====== GIVEN ENTRIES
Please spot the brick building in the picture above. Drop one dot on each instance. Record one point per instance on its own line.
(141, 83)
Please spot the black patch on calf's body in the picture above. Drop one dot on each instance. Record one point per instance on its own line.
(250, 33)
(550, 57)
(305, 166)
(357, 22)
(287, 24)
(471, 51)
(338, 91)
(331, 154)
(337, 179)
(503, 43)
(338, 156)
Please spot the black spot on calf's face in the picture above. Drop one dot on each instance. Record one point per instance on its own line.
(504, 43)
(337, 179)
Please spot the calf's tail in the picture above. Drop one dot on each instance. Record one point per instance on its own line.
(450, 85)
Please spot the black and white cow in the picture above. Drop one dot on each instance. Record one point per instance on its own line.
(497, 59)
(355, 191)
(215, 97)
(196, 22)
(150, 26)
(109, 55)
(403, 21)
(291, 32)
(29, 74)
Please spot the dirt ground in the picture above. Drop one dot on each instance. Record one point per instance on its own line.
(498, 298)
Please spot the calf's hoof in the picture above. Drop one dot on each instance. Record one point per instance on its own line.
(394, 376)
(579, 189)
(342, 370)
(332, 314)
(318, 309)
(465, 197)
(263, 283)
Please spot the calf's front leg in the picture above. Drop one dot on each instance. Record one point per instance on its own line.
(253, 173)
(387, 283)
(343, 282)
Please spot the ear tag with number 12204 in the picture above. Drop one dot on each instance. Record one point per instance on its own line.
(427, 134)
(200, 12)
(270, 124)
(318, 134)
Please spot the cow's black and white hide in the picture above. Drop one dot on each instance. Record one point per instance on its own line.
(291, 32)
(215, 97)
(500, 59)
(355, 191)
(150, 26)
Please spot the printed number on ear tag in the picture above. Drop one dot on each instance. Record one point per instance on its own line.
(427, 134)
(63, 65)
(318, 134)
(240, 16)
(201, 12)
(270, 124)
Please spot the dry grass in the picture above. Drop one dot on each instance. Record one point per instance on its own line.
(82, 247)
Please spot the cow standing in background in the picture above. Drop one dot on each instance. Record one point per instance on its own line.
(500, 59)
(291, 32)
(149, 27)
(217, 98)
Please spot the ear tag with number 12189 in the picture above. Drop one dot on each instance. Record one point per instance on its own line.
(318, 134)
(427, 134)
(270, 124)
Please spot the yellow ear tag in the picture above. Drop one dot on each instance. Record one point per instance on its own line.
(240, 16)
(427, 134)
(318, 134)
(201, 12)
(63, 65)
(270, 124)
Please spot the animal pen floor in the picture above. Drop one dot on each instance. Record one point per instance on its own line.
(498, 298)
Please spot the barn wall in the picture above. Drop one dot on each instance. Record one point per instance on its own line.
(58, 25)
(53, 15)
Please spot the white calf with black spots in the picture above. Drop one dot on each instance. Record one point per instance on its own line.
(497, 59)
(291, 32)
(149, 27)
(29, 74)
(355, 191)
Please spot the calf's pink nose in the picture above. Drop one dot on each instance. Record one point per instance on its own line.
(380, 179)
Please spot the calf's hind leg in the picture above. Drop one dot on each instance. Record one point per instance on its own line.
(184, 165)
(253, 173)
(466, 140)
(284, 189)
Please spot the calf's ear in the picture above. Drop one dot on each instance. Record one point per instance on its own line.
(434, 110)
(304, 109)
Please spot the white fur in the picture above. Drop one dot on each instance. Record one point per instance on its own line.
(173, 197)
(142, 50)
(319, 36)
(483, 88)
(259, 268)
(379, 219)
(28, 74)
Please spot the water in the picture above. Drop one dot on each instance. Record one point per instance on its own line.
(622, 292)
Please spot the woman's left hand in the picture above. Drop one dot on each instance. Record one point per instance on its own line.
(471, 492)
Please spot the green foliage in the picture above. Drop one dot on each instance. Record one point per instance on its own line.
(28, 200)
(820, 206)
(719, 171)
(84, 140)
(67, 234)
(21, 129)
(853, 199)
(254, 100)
============
**TASK DESCRIPTION**.
Swap "dot" for "marker" everywhere it occurs in the rows above, and leave every other part of the rows unchanged.

**EXERCISE SOLUTION**.
Please spot the brick building in the picture above. Drop one marker on each instance. Record one point per instance on its own line.
(141, 83)
Please spot the black patch on calf's body in the picture above. Drop one marker on each instance. Record one point per instance on its own line.
(250, 33)
(550, 57)
(305, 166)
(357, 22)
(287, 24)
(471, 51)
(338, 91)
(331, 154)
(337, 179)
(503, 43)
(338, 156)
Please spot the black spot on calf's face in the picture above. Drop one marker on each instance. Record one point per instance on its own line.
(504, 43)
(337, 179)
Please spot the calf's tail in the picture above. Drop one marker on each instance. Record one point per instance on its own line.
(450, 85)
Please spot the black and white cow in the picture above. Drop one marker on each instance. Record one point per instance on its own line.
(497, 59)
(355, 191)
(215, 97)
(196, 22)
(150, 26)
(109, 55)
(403, 21)
(291, 32)
(29, 74)
Please spot the dirt ground in the picture above. Drop one marker on each instance. Record one point per instance on its own line.
(498, 298)
Please spot the calf's hoof in the picture above. Drop one marker on each instance. Record one point per instance on its own line.
(394, 376)
(579, 189)
(342, 370)
(332, 314)
(318, 309)
(465, 197)
(263, 283)
Please spot the calf's front leg in the picture above. Drop one marker on each instance. Record one point per instance on its own line.
(253, 173)
(387, 283)
(343, 282)
Please spot the ear tag with number 12204 in the picture above. Drop one marker on each instance. Record one point per instance on its own line.
(427, 134)
(200, 12)
(270, 124)
(318, 134)
Please spot the cow's black and white hide in the picture above. Drop one marker on each instance. Record one point per instance on its own line.
(291, 32)
(215, 97)
(500, 59)
(355, 191)
(150, 26)
Please spot the printed number on ear tag in the picture above. Drop one marker on each instance. Record one point per instance on its own line.
(427, 134)
(63, 65)
(318, 134)
(240, 16)
(201, 12)
(270, 124)
Please spot the dry grass in the picture above. Drop one marker on each instance. Record one point per instance on its own line.
(82, 247)
Please spot the cow standing in background in the picture above. Drop one marker on each instance. Record one point per instance on its own line.
(500, 59)
(291, 32)
(149, 27)
(217, 98)
Please spot the ear tag with number 12189 in the picture above. Drop one marker on each instance. Record one point per instance on its own line.
(318, 134)
(427, 134)
(270, 124)
Please spot the yellow ear tag in the picture above. Drop one marker on each instance. Record one point per instance on its own line.
(240, 16)
(427, 134)
(318, 134)
(201, 12)
(63, 65)
(270, 124)
Please spot the animal pen floor in the picture above. Drop one marker on each instance. Record one point per instance on its own line.
(498, 298)
Please spot the barn wall in the picture above. Drop one marker on each instance. Record one point per instance on its own line.
(58, 25)
(53, 15)
Please spot the white calf with black spots in the picture above. Drop one marker on each instance. Record one point per instance on its own line.
(497, 59)
(291, 32)
(149, 27)
(29, 74)
(355, 191)
Please spot the calf's pink nose in the picture above. Drop one marker on each instance. Record one point per instance on its own line.
(380, 179)
Please spot the calf's hind leg in the picture above. Drop one marker on each instance. Record one point per instance on its own line.
(184, 165)
(253, 173)
(466, 140)
(284, 189)
Please spot the calf's ear in the picture above. Drop one marker on each instance. Record one point per instance on its own line.
(434, 110)
(304, 109)
Please spot the white fur in the picture above. Drop one marker on each instance. Record one point per instance on its own line.
(173, 197)
(142, 50)
(319, 36)
(483, 88)
(259, 268)
(379, 219)
(28, 74)
Please spot the water in the picture above. Drop one marker on each instance. Record one point per instance on its own line.
(622, 292)
Please spot the woman's left hand in the picture above. Drop one marker on each instance. Record one point per instance on its own line.
(471, 492)
Please spot the green foliage in the picture above. Drop one marker on each instance. Record one point per instance on its own line.
(28, 200)
(820, 206)
(719, 171)
(84, 140)
(67, 234)
(21, 129)
(853, 199)
(254, 100)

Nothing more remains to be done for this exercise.